▸ **Problem details**
Reproduce the material below verbatim, leaving out the picture.

▸ **Input material**
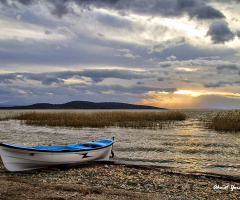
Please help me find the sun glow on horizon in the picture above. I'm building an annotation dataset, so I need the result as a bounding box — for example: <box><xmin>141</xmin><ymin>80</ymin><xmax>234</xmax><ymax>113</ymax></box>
<box><xmin>138</xmin><ymin>90</ymin><xmax>240</xmax><ymax>109</ymax></box>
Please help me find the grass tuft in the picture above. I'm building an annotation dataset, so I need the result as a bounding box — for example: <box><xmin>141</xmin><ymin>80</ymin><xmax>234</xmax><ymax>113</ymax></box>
<box><xmin>8</xmin><ymin>111</ymin><xmax>187</xmax><ymax>129</ymax></box>
<box><xmin>205</xmin><ymin>110</ymin><xmax>240</xmax><ymax>132</ymax></box>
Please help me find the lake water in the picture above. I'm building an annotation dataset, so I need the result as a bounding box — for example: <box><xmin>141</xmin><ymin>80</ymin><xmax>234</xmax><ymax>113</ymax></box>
<box><xmin>0</xmin><ymin>110</ymin><xmax>240</xmax><ymax>178</ymax></box>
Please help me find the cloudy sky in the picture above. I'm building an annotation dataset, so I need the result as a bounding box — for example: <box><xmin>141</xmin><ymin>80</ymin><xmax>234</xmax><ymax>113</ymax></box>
<box><xmin>0</xmin><ymin>0</ymin><xmax>240</xmax><ymax>109</ymax></box>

▸ **Full solution**
Please help me find the sun glow on horizon in the picture above. I'm building an annotation dataset, so I need the result as a bounding box — for example: <box><xmin>141</xmin><ymin>80</ymin><xmax>234</xmax><ymax>113</ymax></box>
<box><xmin>138</xmin><ymin>90</ymin><xmax>240</xmax><ymax>109</ymax></box>
Please help me find the grass tuft in the picture above. I'm building an annotation dataset, so I need the result as a bounding box — for example: <box><xmin>141</xmin><ymin>80</ymin><xmax>234</xmax><ymax>113</ymax></box>
<box><xmin>8</xmin><ymin>111</ymin><xmax>187</xmax><ymax>129</ymax></box>
<box><xmin>205</xmin><ymin>110</ymin><xmax>240</xmax><ymax>132</ymax></box>
Please help me find the lake water in the picture above. I'm building an annotation dataset, so I need the result as a bounding box — for example: <box><xmin>141</xmin><ymin>80</ymin><xmax>234</xmax><ymax>113</ymax></box>
<box><xmin>0</xmin><ymin>110</ymin><xmax>240</xmax><ymax>178</ymax></box>
Please help me find the cloudy sky in the picture above. I'm building an annotation dataset, so I need the result as a bounding box — for example: <box><xmin>141</xmin><ymin>80</ymin><xmax>234</xmax><ymax>113</ymax></box>
<box><xmin>0</xmin><ymin>0</ymin><xmax>240</xmax><ymax>109</ymax></box>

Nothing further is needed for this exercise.